Provided text
..........
- Film poster
- Directed by: Sun Lijun
- Written by: Sun Lijun Ma Hua
- Produced by: Sun Lijun
- Starring: Duan Zefan; Jiang Kun; Huang Lei; Yu Lan; Sun Jia;
- Production companies: Ai Yi Mei Xun Animation Production Company; Beijing Television; Beijing Film Academy Youth Film Production Unit;
- Release date: June 9, 2006 (China);
- Running time: 80 minutes
- Country: China
- Language: Mandarin
- Budget: 12 million RMB

= Little Soldier Zhang Ga =

Little Soldier Zhang Ga (小兵张嘎 (Xiao Bing Zhang Ga)) is a Chinese animated feature film from mainland China. The film is also referred to as Zhang Ga, The Soldier Boy. It is adapted from the Chinese children's novel of the same name, by Xu Guangyao (徐光耀), which was based on the true story of Yan Xiufeng.

==Plot==
The story is set in Baiyangdian, in Hebei Province, and is based on the backdrop of the Chinese Civil War and the Second Sino-Japanese War with character Zhang Ga in the middle of the chaos along with the Eighth Route Army. The real story is based on the actual person Yan Xiufeng, whose childhood name was Gazi, who was born in Baiyangdian.

==Background==
One film (1963) and one TV series (2004) with the same name precede the animated version, with more mature content featured in both. The animated version was a 12 million RMB investment (about US $1.5 million), and was modified for younger audiences. The film's production lasted six years, and its production crew consisted of about 600 people.
..........
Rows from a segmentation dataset
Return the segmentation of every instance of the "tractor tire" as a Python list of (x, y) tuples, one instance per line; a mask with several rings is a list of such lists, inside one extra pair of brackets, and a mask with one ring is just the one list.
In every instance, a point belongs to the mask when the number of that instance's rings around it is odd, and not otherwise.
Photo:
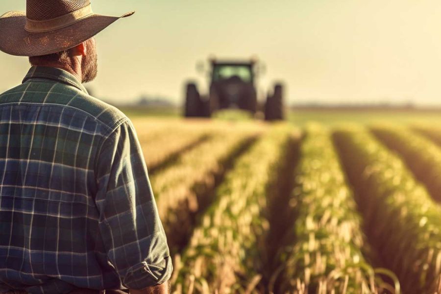
[(283, 87), (280, 84), (274, 87), (272, 95), (269, 95), (265, 104), (265, 120), (280, 121), (284, 118), (283, 113)]
[(186, 118), (202, 116), (200, 96), (196, 85), (194, 83), (187, 84), (185, 93), (184, 116)]
[(201, 97), (200, 102), (202, 109), (202, 116), (204, 118), (211, 117), (212, 109), (210, 97), (207, 96)]

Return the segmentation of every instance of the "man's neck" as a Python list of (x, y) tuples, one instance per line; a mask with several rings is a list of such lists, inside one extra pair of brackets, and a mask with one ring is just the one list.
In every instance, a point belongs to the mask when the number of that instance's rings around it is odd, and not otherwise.
[(77, 64), (77, 62), (71, 62), (71, 64), (65, 64), (59, 62), (45, 62), (44, 63), (32, 64), (35, 66), (46, 66), (60, 69), (66, 71), (69, 74), (73, 74), (78, 80), (82, 82), (82, 73), (81, 65)]

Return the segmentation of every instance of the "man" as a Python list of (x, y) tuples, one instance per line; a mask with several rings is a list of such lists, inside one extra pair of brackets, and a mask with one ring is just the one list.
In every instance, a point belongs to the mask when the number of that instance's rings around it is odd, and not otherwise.
[(27, 0), (0, 18), (0, 50), (32, 66), (0, 95), (0, 293), (170, 292), (135, 130), (81, 84), (97, 74), (93, 37), (119, 18), (89, 0)]

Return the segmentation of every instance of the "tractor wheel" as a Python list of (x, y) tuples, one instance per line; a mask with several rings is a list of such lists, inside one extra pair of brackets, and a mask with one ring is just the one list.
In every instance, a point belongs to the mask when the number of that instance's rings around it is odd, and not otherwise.
[(202, 116), (202, 107), (200, 97), (196, 85), (193, 83), (187, 84), (185, 94), (185, 117), (197, 117)]
[(200, 98), (202, 116), (205, 118), (211, 117), (211, 105), (210, 97), (204, 96)]
[(269, 95), (267, 99), (265, 120), (281, 120), (283, 117), (283, 87), (278, 84), (274, 86), (273, 95)]

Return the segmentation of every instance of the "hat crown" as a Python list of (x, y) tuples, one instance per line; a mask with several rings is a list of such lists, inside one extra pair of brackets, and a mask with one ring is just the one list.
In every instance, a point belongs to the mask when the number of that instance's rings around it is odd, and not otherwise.
[(87, 6), (90, 0), (27, 0), (26, 16), (33, 21), (45, 21), (70, 13)]

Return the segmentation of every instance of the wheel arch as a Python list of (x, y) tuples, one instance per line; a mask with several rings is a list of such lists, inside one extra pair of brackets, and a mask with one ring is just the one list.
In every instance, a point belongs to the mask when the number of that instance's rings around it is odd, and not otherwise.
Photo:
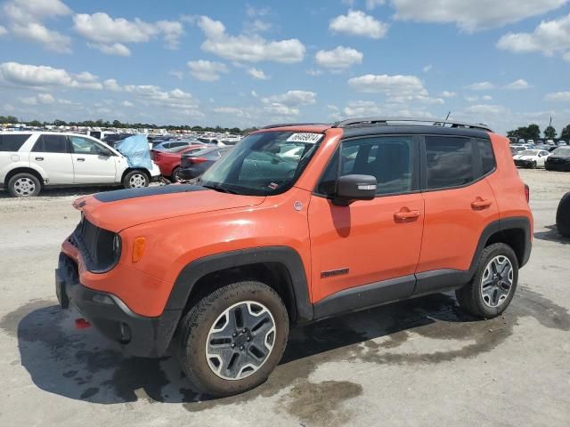
[(36, 178), (37, 178), (39, 180), (39, 184), (41, 186), (45, 185), (45, 181), (44, 177), (42, 176), (42, 173), (39, 171), (37, 171), (36, 169), (29, 167), (29, 166), (20, 166), (20, 167), (15, 167), (13, 169), (12, 169), (10, 172), (8, 172), (6, 173), (6, 176), (4, 179), (4, 187), (8, 187), (8, 182), (10, 181), (10, 180), (12, 179), (12, 176), (18, 174), (18, 173), (29, 173), (31, 175), (34, 175)]
[(292, 324), (313, 319), (313, 304), (301, 257), (287, 246), (265, 246), (209, 255), (187, 264), (179, 273), (165, 310), (189, 304), (229, 281), (254, 278), (273, 287), (284, 299)]

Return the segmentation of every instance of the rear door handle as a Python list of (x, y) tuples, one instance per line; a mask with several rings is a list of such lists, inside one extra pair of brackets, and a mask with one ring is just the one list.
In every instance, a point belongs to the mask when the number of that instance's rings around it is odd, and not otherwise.
[(480, 211), (482, 209), (487, 209), (488, 207), (491, 207), (492, 205), (493, 201), (483, 200), (479, 197), (476, 201), (471, 203), (471, 208), (476, 211)]
[(396, 222), (416, 221), (419, 215), (421, 215), (419, 211), (400, 211), (394, 214), (394, 219)]

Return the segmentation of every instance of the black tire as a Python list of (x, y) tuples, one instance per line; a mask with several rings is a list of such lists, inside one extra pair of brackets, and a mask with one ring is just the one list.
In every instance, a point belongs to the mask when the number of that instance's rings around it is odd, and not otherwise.
[(8, 181), (8, 191), (14, 197), (35, 197), (41, 189), (41, 182), (31, 173), (16, 173)]
[(180, 182), (180, 167), (175, 167), (172, 171), (172, 176), (170, 177), (172, 182)]
[[(482, 295), (482, 281), (487, 265), (497, 256), (509, 259), (512, 266), (512, 285), (507, 298), (496, 307), (490, 307), (484, 301)], [(455, 291), (455, 296), (461, 309), (465, 311), (483, 318), (493, 318), (500, 316), (509, 307), (518, 282), (518, 262), (512, 248), (504, 243), (495, 243), (485, 247), (481, 254), (475, 276), (465, 286)]]
[(129, 172), (123, 178), (123, 187), (126, 189), (148, 187), (150, 182), (149, 175), (138, 169)]
[[(241, 379), (222, 378), (214, 372), (207, 359), (210, 328), (226, 310), (246, 301), (263, 304), (273, 316), (275, 326), (273, 349), (260, 367), (248, 376)], [(178, 326), (175, 347), (183, 370), (200, 391), (212, 396), (230, 396), (265, 382), (283, 355), (288, 336), (289, 316), (279, 294), (264, 283), (243, 281), (220, 287), (191, 307)], [(233, 343), (233, 338), (232, 340)], [(237, 350), (230, 351), (237, 352)], [(248, 354), (248, 350), (245, 352)]]
[(570, 238), (570, 193), (562, 197), (556, 211), (556, 226), (565, 238)]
..........
Challenges
1/ List every cast member named under "Starring" in the film details.
2/ Please rewrite the rows from their start through the line containing "118), (283, 113)]", changing "tractor tire" to "rear tire" and leaving everything else unchanged. Leave the pictures out.

Responses to the exercise
1/ Duan Zefan, Jiang Kun, Huang Lei, Yu Lan, Sun Jia

2/
Return the segmentation of every instance of the "rear tire" as a Python list of (x, y) tuples, one instance per line; a mask with several rings is a list of such lists, inside one extra pair of brackets, and a mask with one ring is just the one list.
In every instance, a point belongs to the mask when the number of that instance's rings around it is odd, and not otherwise.
Photo:
[(283, 87), (280, 84), (274, 87), (272, 95), (269, 95), (265, 104), (265, 120), (280, 121), (284, 118), (283, 113)]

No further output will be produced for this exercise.